═════ Records for this task

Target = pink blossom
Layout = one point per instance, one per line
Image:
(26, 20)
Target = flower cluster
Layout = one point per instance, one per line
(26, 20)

══════════

== Work instructions ==
Please restate the whole listing word for word.

== The response ==
Target = pink blossom
Layout = one point per instance, one per line
Image:
(26, 20)
Target = flower cluster
Layout = one point per instance, one per line
(26, 20)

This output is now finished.